■ SUPPLIED TEXT ■
Tier II and III Cities: The New Growth Engines

An aerial view of a developing Tier II city in India, showcasing new residential and commercial construction.

While the affordable housing supply in metros is constrained, a different story is unfolding in India’s smaller cities. A significant shift in housing demand towards Tier II and Tier III cities is reshaping the real estate landscape. This migration is fueled by several factors:

  • Infrastructure Development: Enhanced connectivity through new highways, airports, and improved urban infrastructure is making these cities more attractive.
  • Economic Opportunities: The growth of IT parks, manufacturing hubs, and local businesses is creating new employment opportunities outside the traditional metros.
  • Better Quality of Life: Many homebuyers are drawn to these cities for a less congested environment, lower cost of living, and a better work-life balance.

In these emerging markets, the ₹45 lakh price point remains more achievable for developers, creating a new hotspot for affordable and mid-segment housing. This geographical shift indicates that the demand for affordable housing isn’t disappearing; it’s relocating.

A Call to Redefine and Revitalize

CREDAI’s stance is not merely a complaint but a call for policy recalibration. Patel suggests that the definition of affordable housing needs to be revised to reflect the current economic climate. By increasing the price cap, the government could unlock a new wave of supply, bringing more projects into the “affordable” fold. Such a move would allow developers to meet the needs of a broader segment of homebuyers who are currently priced out of the market but do not qualify for luxury housing.

A revised definition would also enable more homebuyers to access the benefits associated with affordable housing, such as subsidized loan interest rates under schemes like PMAY. Details on such government initiatives can be found on the Ministry of Housing and Urban Affairs (MoHUA) portal. This adjustment would provide a more accurate picture of the market and give a renewed impetus to the ‘Housing for All’ vision.

Collection entries
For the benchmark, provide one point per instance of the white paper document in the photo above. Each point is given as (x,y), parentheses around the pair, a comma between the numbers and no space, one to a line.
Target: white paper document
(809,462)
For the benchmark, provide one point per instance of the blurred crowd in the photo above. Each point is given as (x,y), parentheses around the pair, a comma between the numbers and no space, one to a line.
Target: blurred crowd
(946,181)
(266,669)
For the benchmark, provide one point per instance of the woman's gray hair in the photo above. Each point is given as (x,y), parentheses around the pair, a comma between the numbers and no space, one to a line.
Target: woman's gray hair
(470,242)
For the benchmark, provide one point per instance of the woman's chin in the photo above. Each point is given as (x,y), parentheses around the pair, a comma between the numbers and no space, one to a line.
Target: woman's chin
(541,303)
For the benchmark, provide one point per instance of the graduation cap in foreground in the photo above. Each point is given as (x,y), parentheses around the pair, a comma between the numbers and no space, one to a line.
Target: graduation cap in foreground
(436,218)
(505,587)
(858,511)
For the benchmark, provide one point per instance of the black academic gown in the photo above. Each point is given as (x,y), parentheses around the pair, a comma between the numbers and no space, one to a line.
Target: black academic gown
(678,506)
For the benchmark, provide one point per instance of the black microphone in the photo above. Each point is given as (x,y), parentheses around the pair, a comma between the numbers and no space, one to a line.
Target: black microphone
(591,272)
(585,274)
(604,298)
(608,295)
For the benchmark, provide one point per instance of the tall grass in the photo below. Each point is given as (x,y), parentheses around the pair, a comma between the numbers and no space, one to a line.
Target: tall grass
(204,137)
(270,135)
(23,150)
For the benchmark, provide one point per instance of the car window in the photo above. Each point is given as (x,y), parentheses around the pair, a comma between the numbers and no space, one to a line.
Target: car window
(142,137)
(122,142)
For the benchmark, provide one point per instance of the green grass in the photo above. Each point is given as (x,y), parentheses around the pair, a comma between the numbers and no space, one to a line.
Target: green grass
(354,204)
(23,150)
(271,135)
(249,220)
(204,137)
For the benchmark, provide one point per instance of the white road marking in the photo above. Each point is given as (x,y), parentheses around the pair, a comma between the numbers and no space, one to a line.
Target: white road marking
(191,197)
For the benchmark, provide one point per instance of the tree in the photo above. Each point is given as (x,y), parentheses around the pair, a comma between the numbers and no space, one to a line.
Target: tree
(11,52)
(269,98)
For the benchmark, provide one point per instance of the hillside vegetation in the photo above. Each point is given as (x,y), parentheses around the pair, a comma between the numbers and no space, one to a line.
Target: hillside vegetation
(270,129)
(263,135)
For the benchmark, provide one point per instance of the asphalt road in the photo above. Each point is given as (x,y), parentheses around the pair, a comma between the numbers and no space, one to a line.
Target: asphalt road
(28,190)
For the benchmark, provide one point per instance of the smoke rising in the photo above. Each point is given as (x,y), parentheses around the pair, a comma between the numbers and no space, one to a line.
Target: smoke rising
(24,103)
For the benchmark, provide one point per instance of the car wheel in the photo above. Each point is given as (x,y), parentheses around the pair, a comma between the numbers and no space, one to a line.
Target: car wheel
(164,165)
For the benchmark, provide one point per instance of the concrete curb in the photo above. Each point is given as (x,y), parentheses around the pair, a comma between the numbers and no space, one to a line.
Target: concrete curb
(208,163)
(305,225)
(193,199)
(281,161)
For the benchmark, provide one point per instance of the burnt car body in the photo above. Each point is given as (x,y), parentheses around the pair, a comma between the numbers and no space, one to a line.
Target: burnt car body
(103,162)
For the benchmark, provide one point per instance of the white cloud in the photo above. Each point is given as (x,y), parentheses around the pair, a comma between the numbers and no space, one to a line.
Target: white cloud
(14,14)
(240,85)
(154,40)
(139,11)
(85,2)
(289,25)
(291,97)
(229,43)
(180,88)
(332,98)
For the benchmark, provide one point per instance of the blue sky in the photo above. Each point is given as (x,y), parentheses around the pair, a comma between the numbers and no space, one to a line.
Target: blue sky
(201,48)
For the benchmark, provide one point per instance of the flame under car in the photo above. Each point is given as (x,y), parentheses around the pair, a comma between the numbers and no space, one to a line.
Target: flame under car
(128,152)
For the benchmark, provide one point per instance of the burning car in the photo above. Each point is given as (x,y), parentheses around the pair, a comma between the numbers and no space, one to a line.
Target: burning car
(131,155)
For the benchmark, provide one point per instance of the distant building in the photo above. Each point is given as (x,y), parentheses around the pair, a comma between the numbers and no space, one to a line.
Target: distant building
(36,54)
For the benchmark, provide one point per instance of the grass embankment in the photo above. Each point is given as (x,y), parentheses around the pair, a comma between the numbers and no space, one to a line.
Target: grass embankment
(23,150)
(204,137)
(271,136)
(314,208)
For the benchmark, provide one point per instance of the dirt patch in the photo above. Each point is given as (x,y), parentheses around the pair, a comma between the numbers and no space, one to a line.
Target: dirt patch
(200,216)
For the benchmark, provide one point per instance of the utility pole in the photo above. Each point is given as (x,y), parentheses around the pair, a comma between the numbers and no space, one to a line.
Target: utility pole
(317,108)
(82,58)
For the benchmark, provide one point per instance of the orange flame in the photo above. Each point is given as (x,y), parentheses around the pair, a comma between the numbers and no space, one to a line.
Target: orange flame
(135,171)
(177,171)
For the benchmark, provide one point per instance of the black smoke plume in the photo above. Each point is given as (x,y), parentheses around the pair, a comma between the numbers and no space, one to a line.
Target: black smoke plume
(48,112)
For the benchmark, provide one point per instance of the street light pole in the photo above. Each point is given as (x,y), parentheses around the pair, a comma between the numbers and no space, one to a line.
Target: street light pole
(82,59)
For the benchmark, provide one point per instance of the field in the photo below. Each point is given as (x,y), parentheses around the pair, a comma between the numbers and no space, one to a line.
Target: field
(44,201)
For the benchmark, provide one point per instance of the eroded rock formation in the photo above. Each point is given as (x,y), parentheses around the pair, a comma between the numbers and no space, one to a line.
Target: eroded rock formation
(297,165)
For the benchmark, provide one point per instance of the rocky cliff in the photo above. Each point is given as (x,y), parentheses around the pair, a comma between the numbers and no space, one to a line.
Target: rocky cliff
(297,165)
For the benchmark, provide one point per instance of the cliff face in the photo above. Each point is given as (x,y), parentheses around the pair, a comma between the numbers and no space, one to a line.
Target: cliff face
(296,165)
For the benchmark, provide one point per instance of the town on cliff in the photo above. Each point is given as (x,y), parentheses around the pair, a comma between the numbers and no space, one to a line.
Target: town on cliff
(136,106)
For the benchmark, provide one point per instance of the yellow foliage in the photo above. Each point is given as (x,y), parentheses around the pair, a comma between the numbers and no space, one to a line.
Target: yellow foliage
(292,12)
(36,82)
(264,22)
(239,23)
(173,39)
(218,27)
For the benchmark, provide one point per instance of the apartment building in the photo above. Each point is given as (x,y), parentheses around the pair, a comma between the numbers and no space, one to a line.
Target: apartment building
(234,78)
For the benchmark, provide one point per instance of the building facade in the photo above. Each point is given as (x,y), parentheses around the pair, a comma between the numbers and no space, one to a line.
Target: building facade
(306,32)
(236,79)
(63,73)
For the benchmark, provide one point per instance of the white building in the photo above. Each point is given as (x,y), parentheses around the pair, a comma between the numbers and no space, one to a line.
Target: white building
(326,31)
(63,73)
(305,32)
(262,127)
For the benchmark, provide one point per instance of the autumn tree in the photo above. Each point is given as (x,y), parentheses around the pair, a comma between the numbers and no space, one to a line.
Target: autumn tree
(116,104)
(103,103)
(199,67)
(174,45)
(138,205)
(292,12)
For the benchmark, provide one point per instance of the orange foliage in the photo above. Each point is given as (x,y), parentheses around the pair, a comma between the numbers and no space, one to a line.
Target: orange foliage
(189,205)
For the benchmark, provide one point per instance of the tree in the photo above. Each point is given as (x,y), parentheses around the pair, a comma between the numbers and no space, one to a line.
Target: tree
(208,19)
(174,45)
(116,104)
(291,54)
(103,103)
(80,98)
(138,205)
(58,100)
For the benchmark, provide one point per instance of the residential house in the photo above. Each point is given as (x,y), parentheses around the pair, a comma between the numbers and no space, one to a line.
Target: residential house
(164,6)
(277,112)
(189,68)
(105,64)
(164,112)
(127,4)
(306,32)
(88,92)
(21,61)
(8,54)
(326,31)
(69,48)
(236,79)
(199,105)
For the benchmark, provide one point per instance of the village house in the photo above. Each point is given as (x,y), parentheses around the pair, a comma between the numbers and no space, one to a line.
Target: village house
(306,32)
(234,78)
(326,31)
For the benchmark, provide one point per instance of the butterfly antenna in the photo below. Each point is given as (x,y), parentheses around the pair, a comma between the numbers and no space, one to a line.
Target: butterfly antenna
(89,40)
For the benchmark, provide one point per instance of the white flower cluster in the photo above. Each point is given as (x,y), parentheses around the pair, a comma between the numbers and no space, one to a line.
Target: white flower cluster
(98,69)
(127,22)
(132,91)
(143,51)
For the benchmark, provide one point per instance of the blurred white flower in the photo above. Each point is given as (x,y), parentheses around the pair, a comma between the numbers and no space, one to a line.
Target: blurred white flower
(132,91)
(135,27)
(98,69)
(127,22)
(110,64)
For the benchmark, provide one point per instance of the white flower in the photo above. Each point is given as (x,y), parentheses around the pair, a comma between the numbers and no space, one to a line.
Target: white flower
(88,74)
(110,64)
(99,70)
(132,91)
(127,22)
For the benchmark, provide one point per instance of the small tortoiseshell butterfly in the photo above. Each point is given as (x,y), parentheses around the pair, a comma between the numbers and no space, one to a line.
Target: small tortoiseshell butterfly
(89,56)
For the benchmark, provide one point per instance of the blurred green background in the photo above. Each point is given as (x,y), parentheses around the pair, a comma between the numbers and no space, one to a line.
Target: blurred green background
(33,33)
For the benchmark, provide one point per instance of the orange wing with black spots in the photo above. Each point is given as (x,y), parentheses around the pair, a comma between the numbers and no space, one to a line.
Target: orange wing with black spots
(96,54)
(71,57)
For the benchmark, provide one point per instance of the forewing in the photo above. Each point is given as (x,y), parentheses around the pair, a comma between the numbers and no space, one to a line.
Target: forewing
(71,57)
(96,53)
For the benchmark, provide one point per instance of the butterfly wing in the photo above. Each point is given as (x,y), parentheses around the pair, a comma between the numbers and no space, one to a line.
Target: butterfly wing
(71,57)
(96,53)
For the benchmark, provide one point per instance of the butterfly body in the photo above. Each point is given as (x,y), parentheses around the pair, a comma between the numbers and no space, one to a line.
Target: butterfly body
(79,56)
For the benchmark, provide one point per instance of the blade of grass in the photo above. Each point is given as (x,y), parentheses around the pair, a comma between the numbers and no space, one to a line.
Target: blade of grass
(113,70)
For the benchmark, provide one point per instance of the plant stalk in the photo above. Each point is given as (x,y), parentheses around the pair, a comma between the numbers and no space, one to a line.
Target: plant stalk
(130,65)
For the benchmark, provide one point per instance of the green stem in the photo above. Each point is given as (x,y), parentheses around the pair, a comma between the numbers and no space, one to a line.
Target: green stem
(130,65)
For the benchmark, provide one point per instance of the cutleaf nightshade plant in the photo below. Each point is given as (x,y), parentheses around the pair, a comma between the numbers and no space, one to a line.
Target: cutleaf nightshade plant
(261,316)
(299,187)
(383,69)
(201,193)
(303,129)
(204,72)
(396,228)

■ PARTS OF THE EXERCISE ■
a - From the passage on affordable housing in India, write out the part starting with "In these emerging" and going on through "disappearing; it’s relocating.".
b - Write what comes next in the passage on affordable housing in India, picking up after its last sentence.

■ TASK RESPONSES ■
a -
In these emerging markets, the ₹45 lakh price point remains more achievable for developers, creating a new hotspot for affordable and mid-segment housing. This geographical shift indicates that the demand for affordable housing isn’t disappearing; it’s relocating.

b -
In conclusion, the affordable housing segment in India is at a crossroads. While rising costs and outdated definitions pose significant challenges in major cities, the burgeoning demand in Tier II and III locations offers a new path forward. Shekhar Patel’s insights serve as a crucial reminder that for India’s real estate sector to thrive, policies must remain agile and responsive to the dynamic economic realities on the ground.


Frequently Asked Questions (FAQs)

1. What is the current price cap for affordable housing in India?

The current government definition for affordable housing is a property valued up to ₹45 lakh, with a carpet area of up to 60 square meters in metropolitan cities (like Delhi, Mumbai, Bengaluru) and up to 90 square meters in non-metropolitan areas.

2. Why does CREDAI believe the affordable housing definition is outdated?

CREDAI argues the definition is outdated because significant increases in the cost of land, construction materials (like steel and cement), and labour have made it nearly impossible for developers to build and sell quality homes within the ₹45 lakh price limit, especially in major cities.

3. What is driving the growth of real estate in Tier II and Tier III cities?

Real estate growth in these cities is driven by improved infrastructure, increased job opportunities due to business expansion, a lower cost of living, and a desire for a better quality of life. This has led to a migration of both companies and homebuyers away from congested metropolitan areas.

4. How do rising construction costs affect potential homebuyers?

Rising construction costs directly translate to higher property prices. This makes it harder for buyers to find homes within their budgets, particularly in the affordable segment. It also reduces the supply of new homes under the official ₹45 lakh affordable cap, limiting options for those seeking associated government subsidies.

5. What changes is CREDAI proposing for the affordable housing segment?

CREDAI is proposing an upward revision of the ₹45 lakh price cap. They believe a more realistic price limit would encourage developers to launch more projects in this category, increase the housing supply, and allow more homebuyers to qualify for the benefits linked to the affordable housing tag.